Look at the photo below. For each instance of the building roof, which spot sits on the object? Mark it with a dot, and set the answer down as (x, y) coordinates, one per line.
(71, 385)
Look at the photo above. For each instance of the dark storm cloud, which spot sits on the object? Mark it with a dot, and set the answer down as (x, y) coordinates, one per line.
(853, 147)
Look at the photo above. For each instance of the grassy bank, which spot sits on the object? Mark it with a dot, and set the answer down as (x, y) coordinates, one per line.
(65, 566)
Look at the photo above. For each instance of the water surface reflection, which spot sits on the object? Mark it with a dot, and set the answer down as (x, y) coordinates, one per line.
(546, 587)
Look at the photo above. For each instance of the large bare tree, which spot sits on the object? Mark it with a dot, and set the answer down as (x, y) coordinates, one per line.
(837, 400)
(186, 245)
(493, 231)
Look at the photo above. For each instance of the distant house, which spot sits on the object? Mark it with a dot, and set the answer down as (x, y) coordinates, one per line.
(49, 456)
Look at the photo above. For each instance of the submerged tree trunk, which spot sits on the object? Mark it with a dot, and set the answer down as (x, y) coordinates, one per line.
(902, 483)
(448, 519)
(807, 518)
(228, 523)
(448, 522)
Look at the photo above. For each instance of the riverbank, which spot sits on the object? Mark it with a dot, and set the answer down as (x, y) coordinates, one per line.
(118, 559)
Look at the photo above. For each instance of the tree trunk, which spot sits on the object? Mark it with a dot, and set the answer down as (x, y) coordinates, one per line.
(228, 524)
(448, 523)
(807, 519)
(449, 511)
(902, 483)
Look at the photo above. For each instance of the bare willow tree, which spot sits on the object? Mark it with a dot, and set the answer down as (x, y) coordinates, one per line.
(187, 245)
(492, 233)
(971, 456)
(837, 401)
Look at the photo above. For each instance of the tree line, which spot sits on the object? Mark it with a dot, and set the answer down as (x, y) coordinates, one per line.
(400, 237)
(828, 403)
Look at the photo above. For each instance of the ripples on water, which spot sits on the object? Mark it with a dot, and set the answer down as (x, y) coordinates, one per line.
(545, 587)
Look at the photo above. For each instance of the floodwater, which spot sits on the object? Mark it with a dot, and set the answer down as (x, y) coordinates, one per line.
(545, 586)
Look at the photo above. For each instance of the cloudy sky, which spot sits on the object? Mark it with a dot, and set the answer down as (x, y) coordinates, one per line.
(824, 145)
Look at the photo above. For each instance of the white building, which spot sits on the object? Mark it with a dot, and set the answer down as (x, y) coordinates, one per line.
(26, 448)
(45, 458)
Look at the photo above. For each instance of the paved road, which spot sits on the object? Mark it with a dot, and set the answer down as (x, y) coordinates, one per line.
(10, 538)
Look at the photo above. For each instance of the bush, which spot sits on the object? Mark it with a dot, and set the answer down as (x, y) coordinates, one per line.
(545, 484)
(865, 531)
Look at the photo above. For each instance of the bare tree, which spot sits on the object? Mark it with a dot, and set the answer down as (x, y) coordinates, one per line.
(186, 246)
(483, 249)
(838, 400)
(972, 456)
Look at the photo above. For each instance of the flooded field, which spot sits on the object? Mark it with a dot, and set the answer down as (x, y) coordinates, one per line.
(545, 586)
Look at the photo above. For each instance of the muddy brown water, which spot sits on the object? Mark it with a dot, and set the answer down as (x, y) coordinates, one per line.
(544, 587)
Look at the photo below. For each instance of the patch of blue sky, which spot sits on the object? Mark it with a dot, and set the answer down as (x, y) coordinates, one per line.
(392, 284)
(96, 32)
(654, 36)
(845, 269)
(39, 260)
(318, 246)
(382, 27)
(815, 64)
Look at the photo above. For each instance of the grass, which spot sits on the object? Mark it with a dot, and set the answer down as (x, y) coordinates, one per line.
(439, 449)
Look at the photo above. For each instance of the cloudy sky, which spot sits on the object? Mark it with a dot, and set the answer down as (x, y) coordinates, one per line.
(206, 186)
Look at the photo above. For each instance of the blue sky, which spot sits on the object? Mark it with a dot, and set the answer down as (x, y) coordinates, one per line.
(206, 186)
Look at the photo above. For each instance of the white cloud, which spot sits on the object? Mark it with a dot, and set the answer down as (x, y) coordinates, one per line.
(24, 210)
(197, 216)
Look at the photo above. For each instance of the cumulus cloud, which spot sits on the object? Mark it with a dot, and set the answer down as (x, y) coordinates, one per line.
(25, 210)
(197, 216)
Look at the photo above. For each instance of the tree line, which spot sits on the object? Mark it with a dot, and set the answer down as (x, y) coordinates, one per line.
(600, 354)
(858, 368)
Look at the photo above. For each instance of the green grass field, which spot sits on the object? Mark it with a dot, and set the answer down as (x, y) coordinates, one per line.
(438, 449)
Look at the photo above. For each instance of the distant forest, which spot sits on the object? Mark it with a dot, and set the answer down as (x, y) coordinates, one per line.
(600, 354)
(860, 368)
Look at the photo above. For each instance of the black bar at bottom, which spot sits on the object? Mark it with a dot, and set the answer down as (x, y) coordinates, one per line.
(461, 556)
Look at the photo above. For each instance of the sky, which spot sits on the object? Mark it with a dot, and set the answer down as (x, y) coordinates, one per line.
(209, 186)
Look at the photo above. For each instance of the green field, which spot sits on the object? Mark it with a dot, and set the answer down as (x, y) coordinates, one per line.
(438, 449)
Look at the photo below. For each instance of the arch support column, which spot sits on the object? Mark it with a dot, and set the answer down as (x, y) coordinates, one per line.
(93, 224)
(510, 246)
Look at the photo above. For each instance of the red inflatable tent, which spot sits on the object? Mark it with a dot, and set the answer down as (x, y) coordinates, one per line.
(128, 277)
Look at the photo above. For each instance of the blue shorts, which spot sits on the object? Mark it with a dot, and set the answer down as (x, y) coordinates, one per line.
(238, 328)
========
**What you are asked to do**
Each record must appear again, word for word.

**Completed exercise**
Look at the photo below. For each instance of the building roof, which spot sits on the object? Mark it with a dot, and set the answer down as (x, y) coordinates, one per line.
(71, 385)
Look at the photo above. For each instance of the dark storm cloud, which spot sits on the object? Mark it with a dot, and set the answer down as (x, y) coordinates, one per line.
(853, 147)
Look at the photo above. For each instance of the grassy bank, which spot sits on the object? Mark it with a dot, and set the answer down as (x, y) coordinates, one per line.
(65, 566)
Look at the photo above. For each instance of the water surface reflection, which spot sits on the object? Mark it with a dot, and set the answer down as (x, y) coordinates, one per line.
(546, 587)
Look at the photo above. For each instance of the large bare tree, which spot sits on the object? Mark it with a dot, and set the answer down as (x, y) coordinates, one per line.
(837, 400)
(186, 245)
(493, 231)
Look at the photo above. For each instance of the distant house, which spot sits on the object? Mark it with a dot, and set the answer down as (x, y) coordinates, one per line.
(49, 456)
Look at the photo above. For each instance of the submerged tree trunk, which spot sits on the object? Mark it with a dot, and set the answer down as (x, y) coordinates, one per line.
(902, 483)
(448, 519)
(807, 518)
(228, 523)
(448, 522)
Look at the photo above. For each instance of the riverbank, which spot sits on the object? Mark it with a dot, and set the answer down as (x, y) coordinates, one per line.
(118, 559)
Look at the photo above. For each instance of the tree trunk, which spot sits on the object? Mark it with a dot, and set the answer down as (x, y) coordinates, one per line.
(228, 524)
(448, 523)
(807, 519)
(449, 511)
(902, 483)
Look at the photo above. For each instance of the bare willow tree, which spot sits on the object? Mark it with a dot, and set the answer down as (x, y) coordinates, one per line.
(187, 245)
(492, 233)
(971, 456)
(837, 401)
Look at the photo above. For each instance of the tree line, which spot sits on the object? Mark it with a dot, and set the answer down as (x, y) coordinates, one per line.
(400, 237)
(828, 403)
Look at the photo above. For each instance of the ripples on water, which spot sits on the object? Mark it with a dot, and set the answer down as (x, y) coordinates, one per line.
(545, 587)
Look at the photo above. For each instance of the floodwater, which spot sits on the object? Mark it with a dot, and set the answer down as (x, y) coordinates, one per line.
(545, 586)
Look at the photo above. For each instance of the cloudy sky, which spot sits on the object? Mark it with a dot, and set the answer down as (x, y) coordinates, one per line.
(824, 145)
Look at the photo above. For each instance of the white building, which spot sits on the object? Mark it with a dot, and set the answer down as (x, y) coordinates, one per line.
(26, 448)
(45, 458)
Look at the photo above. For each instance of the paved road, which spot sits on the object? Mark it with a dot, and set the answer down as (x, y) coordinates, one per line.
(10, 538)
Look at the photo above. For each instance of the bush, which spot sits on the object? Mark it with a dot, and set the answer down as (x, y) coordinates, one per line.
(545, 484)
(865, 531)
Look at the photo above. For each instance of the bare tree, which spot sits on the object? Mark it with a dot, and set the answer down as (x, y) coordinates, one per line.
(186, 246)
(483, 249)
(838, 400)
(972, 456)
Look at the photo above. For each instance of the flooded field, which spot sits on the object? Mark it with a dot, and set the answer down as (x, y) coordinates, one per line.
(545, 586)
Look at the photo above. For each instance of the muddy brown water, which spot sits on the object? Mark it with a dot, and set the answer down as (x, y) coordinates, one per line.
(544, 587)
Look at the photo below. For each instance of the patch of blue sky, which spot sits on the object? Mark it with a dot, and set the answer down as (x, y) coordinates, one per line.
(392, 284)
(96, 32)
(654, 36)
(845, 269)
(39, 260)
(318, 246)
(382, 27)
(815, 64)
Look at the photo above. For each instance of the grass, which spot sits on the object? Mark it with a dot, and set the answer down as (x, y) coordinates, one per line.
(439, 449)
Look at the photo above. For each instance of the cloudy sky, which spot sits on the object? Mark it with a dot, and set the answer down as (x, y) coordinates, one per line.
(206, 186)
Look at the photo above. For each instance of the blue sky, which spot sits on the object? Mark it with a dot, and set the answer down as (x, y) coordinates, one per line.
(206, 186)
Look at the photo above. For each instance of the white cloud, which spot sits on the object? Mark it with a dot, and set the answer down as (x, y) coordinates, one per line.
(24, 210)
(197, 216)
Look at the photo above. For each instance of the cumulus cloud, which spot sits on the object? Mark it with a dot, and set the answer down as (x, y) coordinates, one per line.
(25, 210)
(197, 216)
Look at the photo above. For each instance of the tree line, which spot sits on the object? Mark it with a dot, and set the answer down as (x, y) coordinates, one per line.
(600, 354)
(858, 368)
Look at the photo above. For each instance of the green grass field, which spot sits on the object? Mark it with a dot, and set the answer down as (x, y) coordinates, one per line.
(438, 449)
Look at the photo above. For each instance of the distant forest, which spot sits on the object? Mark it with a dot, and set the answer down as (x, y) coordinates, one per line.
(600, 354)
(860, 368)
Look at the photo above. For each instance of the black bar at bottom, which spot sits on the object? Mark it with a dot, and set the answer down as (x, y) coordinates, one per line.
(461, 556)
Look at the photo above. For each instance of the sky, which spot sits on the object? Mark it with a dot, and set the answer down as (x, y) coordinates, one per line.
(209, 186)
Look at the photo above. For each instance of the green field, which spot sits on the object? Mark it with a dot, and set the answer down as (x, y) coordinates, one per line.
(438, 449)
Look at the photo below. For each instance of the arch support column, which spot sits on the object? Mark it with a dot, and set the answer down as (x, y) coordinates, one per line.
(93, 224)
(510, 246)
Look at the photo above. For each instance of the red inflatable tent, which spot sits on the object? Mark it with a dot, and set the answer down as (x, y) coordinates, one per line.
(128, 277)
Look at the photo above. For each instance of the blue shorts, which spot sits on the object? Mark it with a dot, and set the answer down as (x, y) coordinates, one per line.
(238, 328)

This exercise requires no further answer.